* What the task asks
Can you print, word for word, the stretch of rows from the line containing "TARGET: distant dune ridge" through the line containing "(1077, 632)", with both of those lines included?

Named-object pointing records

══════

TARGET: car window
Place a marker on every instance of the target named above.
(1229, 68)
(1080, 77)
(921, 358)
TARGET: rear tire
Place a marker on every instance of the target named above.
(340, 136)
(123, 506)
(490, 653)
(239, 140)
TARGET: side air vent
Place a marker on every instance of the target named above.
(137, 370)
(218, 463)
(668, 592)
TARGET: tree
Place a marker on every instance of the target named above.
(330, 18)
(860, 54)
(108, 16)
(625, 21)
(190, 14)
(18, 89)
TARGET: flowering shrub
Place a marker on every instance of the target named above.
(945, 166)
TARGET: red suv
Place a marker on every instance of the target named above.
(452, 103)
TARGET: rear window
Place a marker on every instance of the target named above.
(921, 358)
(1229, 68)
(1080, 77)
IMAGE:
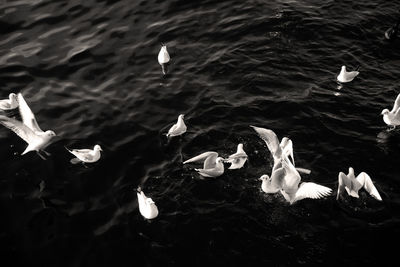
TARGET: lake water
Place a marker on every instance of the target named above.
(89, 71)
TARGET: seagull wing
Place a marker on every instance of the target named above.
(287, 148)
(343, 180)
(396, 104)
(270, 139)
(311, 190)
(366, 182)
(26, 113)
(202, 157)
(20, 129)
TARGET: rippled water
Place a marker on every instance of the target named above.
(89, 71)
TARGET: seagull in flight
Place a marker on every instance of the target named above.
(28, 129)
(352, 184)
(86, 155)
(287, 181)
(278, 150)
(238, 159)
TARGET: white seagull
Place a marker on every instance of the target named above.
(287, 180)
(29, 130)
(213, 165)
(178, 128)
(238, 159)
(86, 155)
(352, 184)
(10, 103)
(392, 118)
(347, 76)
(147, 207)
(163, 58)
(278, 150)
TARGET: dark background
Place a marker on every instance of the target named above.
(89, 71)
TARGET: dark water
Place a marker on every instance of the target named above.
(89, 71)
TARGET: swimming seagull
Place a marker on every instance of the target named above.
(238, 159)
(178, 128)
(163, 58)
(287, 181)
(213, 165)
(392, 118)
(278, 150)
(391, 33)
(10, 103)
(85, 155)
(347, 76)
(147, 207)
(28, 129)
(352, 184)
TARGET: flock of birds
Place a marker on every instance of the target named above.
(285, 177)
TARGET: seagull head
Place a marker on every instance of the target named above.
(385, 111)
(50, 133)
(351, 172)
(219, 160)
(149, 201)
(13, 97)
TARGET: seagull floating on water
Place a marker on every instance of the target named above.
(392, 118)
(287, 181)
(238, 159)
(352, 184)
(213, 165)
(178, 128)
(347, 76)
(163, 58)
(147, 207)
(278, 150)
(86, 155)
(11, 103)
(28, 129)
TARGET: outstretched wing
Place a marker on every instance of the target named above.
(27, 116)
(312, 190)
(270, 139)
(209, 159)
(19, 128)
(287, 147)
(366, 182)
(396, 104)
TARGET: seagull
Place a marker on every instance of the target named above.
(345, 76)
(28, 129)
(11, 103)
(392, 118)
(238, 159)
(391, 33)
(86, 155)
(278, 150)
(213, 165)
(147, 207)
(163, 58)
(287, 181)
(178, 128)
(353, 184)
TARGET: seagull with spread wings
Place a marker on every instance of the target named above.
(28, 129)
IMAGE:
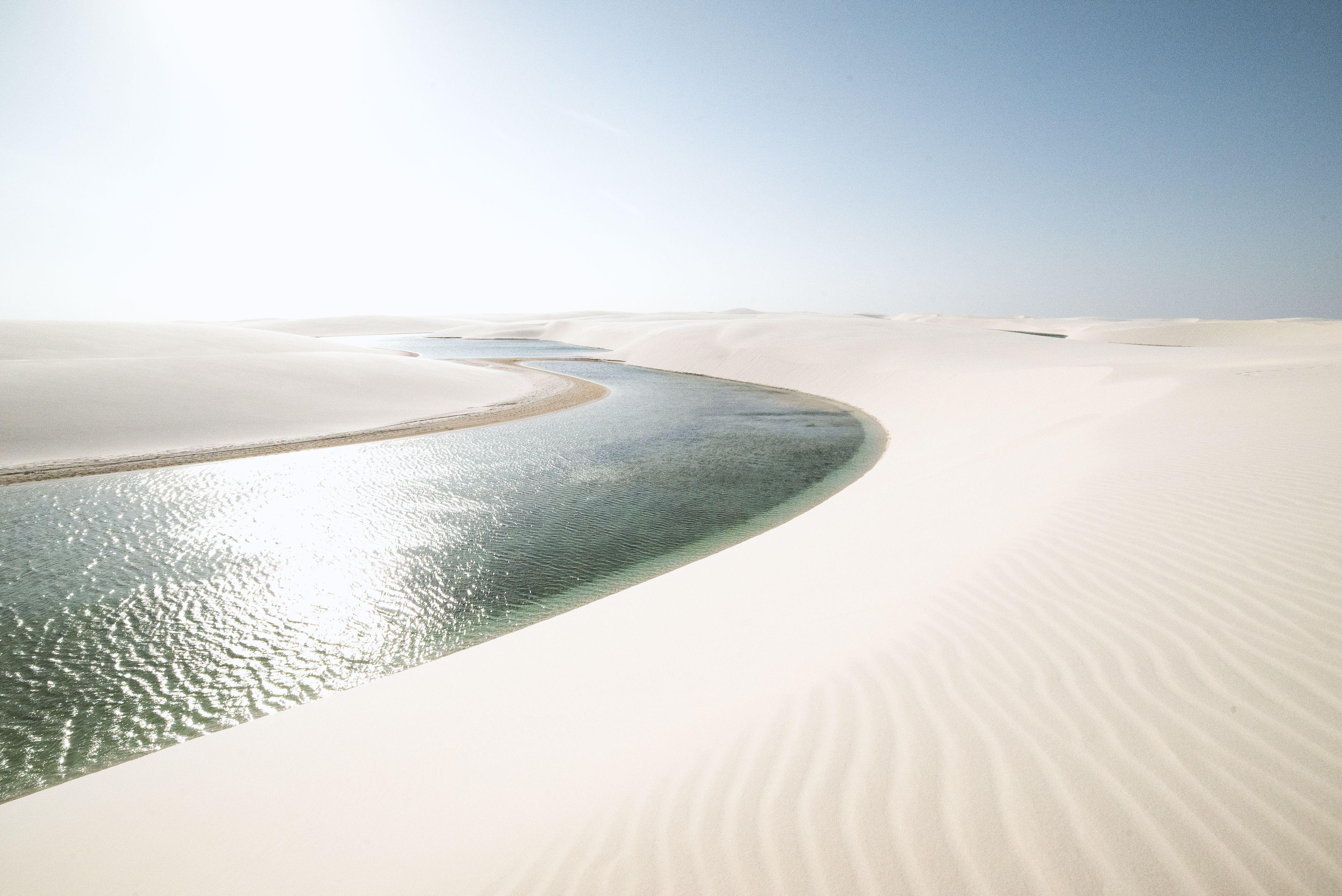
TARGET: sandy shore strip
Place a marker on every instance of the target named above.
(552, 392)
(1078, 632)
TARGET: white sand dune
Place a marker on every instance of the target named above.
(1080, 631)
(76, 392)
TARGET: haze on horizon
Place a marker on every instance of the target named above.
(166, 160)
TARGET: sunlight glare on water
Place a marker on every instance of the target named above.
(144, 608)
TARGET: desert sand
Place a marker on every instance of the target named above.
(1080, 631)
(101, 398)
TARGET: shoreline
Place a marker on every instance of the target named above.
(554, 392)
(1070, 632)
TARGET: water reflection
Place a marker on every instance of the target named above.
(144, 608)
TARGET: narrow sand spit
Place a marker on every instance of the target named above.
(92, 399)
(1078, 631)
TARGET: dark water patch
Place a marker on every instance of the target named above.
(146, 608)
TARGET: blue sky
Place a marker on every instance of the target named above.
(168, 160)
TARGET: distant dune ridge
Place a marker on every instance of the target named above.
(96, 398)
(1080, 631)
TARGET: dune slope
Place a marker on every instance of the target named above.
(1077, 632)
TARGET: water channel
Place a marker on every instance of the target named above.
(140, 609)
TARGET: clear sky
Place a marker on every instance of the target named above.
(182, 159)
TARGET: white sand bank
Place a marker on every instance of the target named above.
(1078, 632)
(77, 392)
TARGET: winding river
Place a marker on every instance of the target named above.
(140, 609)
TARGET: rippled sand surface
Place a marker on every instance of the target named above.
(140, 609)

══════

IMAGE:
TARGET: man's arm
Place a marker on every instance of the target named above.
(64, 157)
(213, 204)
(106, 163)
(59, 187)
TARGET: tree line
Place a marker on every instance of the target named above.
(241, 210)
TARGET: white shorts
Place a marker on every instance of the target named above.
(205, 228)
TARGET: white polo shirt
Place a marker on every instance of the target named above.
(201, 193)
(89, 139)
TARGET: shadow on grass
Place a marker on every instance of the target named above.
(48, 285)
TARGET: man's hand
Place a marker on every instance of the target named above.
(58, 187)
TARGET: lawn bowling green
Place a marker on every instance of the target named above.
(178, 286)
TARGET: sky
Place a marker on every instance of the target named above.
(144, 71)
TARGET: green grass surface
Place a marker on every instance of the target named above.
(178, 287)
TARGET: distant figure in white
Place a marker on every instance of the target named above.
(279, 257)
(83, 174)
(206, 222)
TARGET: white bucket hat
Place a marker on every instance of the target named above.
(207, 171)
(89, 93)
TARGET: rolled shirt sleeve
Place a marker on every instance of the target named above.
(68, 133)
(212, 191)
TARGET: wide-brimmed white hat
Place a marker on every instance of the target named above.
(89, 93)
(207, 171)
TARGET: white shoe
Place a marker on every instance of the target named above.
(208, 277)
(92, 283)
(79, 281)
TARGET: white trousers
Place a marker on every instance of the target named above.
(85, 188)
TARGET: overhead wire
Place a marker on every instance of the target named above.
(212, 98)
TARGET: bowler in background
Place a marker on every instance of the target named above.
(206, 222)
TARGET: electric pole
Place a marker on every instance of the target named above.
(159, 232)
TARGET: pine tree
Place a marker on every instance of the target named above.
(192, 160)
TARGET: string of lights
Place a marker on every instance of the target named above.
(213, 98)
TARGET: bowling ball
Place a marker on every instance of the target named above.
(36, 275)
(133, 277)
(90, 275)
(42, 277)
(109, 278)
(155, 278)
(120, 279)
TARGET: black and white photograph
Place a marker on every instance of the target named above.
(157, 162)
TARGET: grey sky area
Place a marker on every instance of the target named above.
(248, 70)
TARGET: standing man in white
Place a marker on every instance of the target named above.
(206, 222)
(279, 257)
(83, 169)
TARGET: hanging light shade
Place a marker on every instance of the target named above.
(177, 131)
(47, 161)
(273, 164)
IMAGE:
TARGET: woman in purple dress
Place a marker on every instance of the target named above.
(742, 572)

══════

* Right answer
TARGET: distant dune ridge
Place a marker on every instance of the target named above.
(96, 398)
(1080, 631)
TARGET: dune slope
Place a marker on every instance of the target named above.
(1077, 632)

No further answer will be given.